EXERCISE DETAILS | Lines from the one containing "of the white" to the end of the entries below must be reproduced exactly, with both end lines kept and no other line added.

INPUT Start Marker

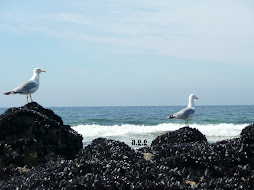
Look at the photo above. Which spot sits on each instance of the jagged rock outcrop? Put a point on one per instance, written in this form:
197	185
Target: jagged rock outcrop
181	160
32	135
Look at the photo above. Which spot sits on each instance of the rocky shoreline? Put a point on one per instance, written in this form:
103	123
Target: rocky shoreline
37	151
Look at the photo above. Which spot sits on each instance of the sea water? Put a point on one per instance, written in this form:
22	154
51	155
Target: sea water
138	126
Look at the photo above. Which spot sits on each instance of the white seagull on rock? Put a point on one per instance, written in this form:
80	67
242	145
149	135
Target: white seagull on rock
187	112
28	87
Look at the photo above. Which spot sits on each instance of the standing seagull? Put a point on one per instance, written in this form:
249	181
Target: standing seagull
28	87
187	112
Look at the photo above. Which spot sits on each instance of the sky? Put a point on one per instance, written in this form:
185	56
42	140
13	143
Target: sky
128	53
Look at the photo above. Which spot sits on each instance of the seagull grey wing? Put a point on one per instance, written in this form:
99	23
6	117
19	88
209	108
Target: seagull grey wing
26	87
185	113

INPUT End Marker

EXERCISE SOLUTION |
Look at the photo above. Which spot sits on each instance of the white seagull on rock? Put a point on one per instance, written in this form:
80	67
242	145
149	135
Target: white seagull on rock
187	112
28	87
Look at the photo above. Which spot sits on each instance of the standing seagull? Put a point on one per instance, written in this form:
249	181
Target: standing seagull
28	87
187	112
Look at the photo above. Which spot sits on each instance of the sky? Put a point on one per instance, written in this form:
185	56
42	140
13	143
Target: sky
128	53
Look at the photo above. Which spot sits on each instance of the seagull grey wing? Put a point on one per instance, written in this form:
99	23
6	117
19	88
209	108
Target: seagull grey wing
26	87
185	113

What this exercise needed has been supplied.